» **Exercise**
Put every line of the entries below into a JSON list of strings, one string per line and no blank lines, covering everything from the line containing "Point out the burnt" down to the last line of the entries, both ends included.

» **Stored data**
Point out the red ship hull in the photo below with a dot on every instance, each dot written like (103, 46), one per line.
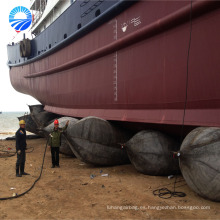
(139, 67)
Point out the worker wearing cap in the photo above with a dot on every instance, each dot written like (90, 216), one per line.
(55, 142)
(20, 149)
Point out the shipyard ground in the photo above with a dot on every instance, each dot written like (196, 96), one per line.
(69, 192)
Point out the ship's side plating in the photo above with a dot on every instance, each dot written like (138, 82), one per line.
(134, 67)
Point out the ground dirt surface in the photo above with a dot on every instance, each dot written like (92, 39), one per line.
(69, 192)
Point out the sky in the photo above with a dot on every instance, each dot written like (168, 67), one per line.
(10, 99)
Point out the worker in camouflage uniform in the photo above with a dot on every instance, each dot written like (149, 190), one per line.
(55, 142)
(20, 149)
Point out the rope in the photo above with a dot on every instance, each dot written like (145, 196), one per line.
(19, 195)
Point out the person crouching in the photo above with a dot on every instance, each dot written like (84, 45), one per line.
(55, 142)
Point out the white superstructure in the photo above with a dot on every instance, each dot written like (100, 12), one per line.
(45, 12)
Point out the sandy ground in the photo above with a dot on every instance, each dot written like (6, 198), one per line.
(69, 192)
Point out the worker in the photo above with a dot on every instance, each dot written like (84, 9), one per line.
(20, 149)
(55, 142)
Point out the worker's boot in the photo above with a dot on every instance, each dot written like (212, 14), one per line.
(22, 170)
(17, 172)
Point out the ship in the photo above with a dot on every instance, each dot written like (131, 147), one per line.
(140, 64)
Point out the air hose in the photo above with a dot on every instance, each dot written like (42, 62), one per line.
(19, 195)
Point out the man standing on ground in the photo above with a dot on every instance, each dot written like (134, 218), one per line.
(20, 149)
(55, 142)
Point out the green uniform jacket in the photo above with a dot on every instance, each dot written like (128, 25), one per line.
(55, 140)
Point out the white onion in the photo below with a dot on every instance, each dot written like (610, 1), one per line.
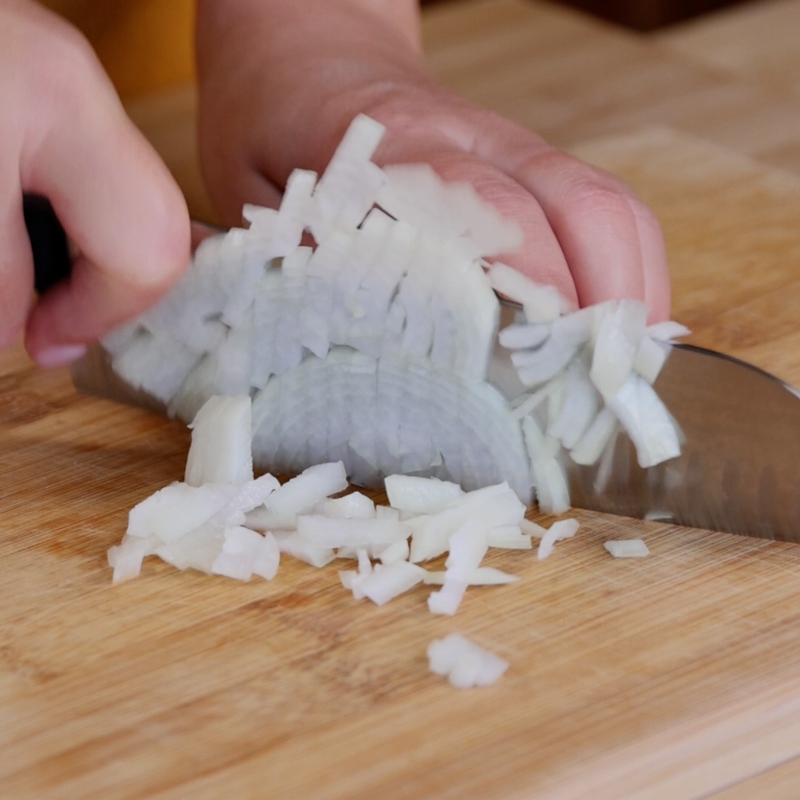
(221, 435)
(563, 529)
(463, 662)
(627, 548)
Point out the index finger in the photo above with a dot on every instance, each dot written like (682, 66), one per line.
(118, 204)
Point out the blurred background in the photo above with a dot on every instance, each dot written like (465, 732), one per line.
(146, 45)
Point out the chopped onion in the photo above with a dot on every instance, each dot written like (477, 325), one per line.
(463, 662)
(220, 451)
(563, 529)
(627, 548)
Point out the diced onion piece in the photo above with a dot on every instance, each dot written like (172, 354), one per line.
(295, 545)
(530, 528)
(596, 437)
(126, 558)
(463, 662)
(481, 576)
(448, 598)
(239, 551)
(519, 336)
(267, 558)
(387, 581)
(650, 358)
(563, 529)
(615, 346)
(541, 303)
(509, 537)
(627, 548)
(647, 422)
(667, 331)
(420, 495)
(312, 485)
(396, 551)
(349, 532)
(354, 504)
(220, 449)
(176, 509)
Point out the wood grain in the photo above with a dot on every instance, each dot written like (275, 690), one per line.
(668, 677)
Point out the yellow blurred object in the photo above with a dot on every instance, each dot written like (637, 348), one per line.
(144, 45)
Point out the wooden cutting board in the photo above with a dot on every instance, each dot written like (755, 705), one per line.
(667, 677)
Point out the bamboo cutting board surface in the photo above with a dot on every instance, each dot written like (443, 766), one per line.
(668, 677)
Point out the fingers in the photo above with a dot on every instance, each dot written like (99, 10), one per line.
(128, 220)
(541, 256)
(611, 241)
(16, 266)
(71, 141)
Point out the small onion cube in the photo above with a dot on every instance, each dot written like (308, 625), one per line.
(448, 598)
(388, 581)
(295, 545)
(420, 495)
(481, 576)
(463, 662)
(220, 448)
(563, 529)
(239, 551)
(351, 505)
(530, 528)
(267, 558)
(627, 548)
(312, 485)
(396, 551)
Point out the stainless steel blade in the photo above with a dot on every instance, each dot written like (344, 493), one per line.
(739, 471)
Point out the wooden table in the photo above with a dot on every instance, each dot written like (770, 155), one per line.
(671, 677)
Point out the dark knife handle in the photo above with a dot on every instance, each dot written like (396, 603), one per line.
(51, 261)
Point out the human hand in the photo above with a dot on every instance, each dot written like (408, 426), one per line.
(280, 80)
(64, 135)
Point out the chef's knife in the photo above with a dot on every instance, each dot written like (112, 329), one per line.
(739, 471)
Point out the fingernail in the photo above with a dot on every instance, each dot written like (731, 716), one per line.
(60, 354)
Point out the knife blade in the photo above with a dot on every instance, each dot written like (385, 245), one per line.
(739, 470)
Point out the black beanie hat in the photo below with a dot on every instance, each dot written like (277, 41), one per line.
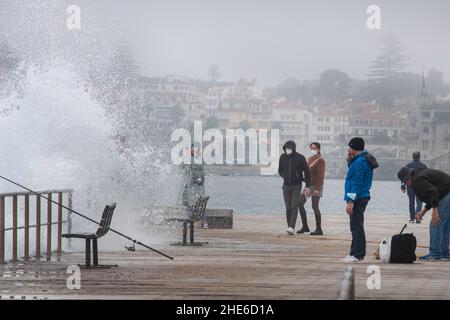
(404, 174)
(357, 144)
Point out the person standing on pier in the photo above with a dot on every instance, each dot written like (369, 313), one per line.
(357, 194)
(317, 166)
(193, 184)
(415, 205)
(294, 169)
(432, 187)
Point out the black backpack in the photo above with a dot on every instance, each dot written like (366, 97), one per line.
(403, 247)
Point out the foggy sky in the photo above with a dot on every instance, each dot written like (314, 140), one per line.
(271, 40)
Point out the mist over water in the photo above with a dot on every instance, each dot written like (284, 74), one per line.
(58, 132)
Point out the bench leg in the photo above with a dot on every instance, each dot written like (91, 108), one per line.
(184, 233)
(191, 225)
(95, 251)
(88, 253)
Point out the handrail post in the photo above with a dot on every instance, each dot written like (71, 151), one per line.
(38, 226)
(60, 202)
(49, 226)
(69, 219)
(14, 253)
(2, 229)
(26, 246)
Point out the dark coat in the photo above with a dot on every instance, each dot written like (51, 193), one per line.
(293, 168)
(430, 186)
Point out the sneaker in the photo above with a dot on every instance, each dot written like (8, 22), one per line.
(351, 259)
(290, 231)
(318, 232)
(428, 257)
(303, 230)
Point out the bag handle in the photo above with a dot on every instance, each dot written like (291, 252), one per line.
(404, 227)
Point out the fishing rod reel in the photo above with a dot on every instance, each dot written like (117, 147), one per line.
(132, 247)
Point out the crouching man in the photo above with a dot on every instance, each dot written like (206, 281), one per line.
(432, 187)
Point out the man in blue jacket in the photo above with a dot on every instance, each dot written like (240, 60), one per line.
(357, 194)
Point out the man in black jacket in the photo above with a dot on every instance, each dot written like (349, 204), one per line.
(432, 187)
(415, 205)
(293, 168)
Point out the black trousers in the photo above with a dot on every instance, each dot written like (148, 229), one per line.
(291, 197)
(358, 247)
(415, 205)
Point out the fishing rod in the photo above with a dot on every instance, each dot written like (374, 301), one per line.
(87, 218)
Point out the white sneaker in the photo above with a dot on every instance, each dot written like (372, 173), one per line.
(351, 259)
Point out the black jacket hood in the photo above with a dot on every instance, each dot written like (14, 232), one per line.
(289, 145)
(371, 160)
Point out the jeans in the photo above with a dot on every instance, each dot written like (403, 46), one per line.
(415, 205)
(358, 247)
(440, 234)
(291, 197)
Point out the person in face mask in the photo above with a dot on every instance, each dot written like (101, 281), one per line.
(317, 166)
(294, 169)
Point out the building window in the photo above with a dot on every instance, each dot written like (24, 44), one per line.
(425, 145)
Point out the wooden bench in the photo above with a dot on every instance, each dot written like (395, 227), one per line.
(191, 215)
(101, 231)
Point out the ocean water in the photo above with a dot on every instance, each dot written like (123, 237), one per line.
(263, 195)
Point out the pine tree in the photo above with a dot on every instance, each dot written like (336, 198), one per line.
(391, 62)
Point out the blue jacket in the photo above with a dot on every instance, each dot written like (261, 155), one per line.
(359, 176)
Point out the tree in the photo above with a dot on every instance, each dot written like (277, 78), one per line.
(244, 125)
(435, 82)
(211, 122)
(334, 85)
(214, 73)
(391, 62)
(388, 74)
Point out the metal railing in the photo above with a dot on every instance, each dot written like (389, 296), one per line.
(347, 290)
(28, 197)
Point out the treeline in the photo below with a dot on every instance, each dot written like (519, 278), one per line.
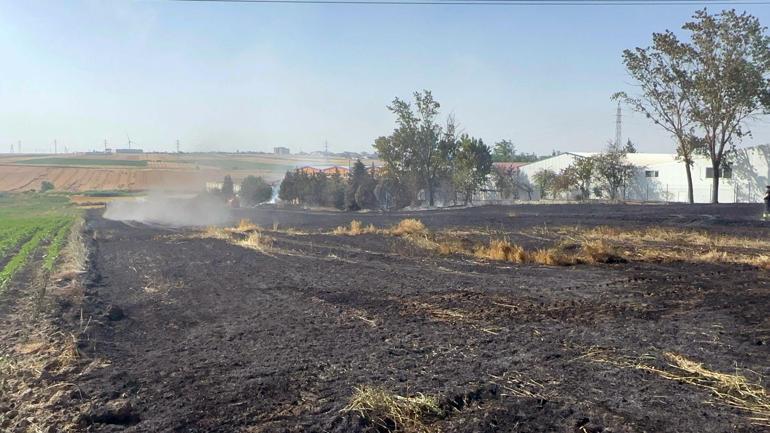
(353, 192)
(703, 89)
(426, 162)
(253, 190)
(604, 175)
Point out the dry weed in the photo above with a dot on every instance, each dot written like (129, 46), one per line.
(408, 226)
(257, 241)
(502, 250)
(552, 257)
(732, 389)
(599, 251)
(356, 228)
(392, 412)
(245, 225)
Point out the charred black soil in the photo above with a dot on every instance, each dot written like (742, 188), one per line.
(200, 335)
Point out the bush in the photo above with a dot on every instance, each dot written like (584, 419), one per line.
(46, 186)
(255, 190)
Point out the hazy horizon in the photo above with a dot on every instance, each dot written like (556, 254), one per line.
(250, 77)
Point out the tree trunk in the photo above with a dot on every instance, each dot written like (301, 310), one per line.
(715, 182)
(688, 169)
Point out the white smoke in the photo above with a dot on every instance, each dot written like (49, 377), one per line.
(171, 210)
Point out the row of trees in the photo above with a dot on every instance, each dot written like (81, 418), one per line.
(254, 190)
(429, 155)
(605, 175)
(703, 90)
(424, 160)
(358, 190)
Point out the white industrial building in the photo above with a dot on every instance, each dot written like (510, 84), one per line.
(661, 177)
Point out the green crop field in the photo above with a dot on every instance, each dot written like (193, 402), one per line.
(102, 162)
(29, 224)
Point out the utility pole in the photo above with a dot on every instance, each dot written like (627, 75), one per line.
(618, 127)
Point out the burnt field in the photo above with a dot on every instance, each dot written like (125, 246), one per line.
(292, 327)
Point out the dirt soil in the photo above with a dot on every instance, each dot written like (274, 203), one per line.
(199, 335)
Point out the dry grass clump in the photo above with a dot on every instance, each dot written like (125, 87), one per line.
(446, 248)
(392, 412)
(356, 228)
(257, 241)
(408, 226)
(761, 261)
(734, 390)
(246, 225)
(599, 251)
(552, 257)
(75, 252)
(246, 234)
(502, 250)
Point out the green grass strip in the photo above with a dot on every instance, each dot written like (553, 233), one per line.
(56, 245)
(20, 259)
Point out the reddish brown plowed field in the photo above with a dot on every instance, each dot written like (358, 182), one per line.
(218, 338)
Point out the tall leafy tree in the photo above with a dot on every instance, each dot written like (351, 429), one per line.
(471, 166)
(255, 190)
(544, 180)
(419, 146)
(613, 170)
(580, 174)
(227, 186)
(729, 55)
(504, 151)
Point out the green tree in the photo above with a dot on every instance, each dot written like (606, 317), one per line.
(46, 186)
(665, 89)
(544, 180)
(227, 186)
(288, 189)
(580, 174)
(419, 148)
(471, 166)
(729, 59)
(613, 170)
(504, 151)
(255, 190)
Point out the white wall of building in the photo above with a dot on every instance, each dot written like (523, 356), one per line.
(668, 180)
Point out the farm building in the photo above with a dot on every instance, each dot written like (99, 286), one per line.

» **Answer for the task**
[
  "Point out the burnt field in the photo above with a dot on every instance, each dot written like (125, 246), one per line.",
  "(292, 327)",
  "Point out the dirt soil in the photo above with a dot on every instance, each dot written like (274, 203), one per line.",
  "(199, 335)",
  "Point out the dry grass clump in the photo above with a dot on every instance, each dot written like (125, 87), one per line.",
  "(446, 248)",
  "(392, 412)",
  "(356, 228)",
  "(257, 241)",
  "(408, 226)",
  "(761, 261)",
  "(734, 390)",
  "(246, 225)",
  "(599, 251)",
  "(552, 257)",
  "(75, 252)",
  "(246, 234)",
  "(502, 250)",
  "Point out the green grass strip in the photo above with a dot on every instance, each dot written like (553, 233), one per line.",
  "(56, 245)",
  "(20, 259)",
  "Point out the reddish brown plowed field in the photo above with a dot on every instance, each dot written like (358, 182), one per line.",
  "(218, 338)",
  "Point out the tall leafy tree in the photo above with a dot on every instance, each dot written like (351, 429), one per line.",
  "(471, 166)",
  "(255, 190)",
  "(544, 180)",
  "(419, 146)",
  "(613, 170)",
  "(580, 174)",
  "(227, 186)",
  "(729, 55)",
  "(504, 151)",
  "Point out the green tree in the photo above with a dot on every instance, each dot written like (606, 317), one per line.",
  "(46, 186)",
  "(665, 89)",
  "(544, 180)",
  "(227, 186)",
  "(288, 189)",
  "(580, 174)",
  "(419, 148)",
  "(471, 166)",
  "(729, 59)",
  "(613, 170)",
  "(504, 151)",
  "(255, 190)",
  "Point out the white wall of building in the photo above with a dot on every instance, each dot written like (523, 356), one per line.",
  "(668, 180)",
  "Point out the farm building in the photo above with a dot on every instance, each dot written like (99, 286), one per line."
]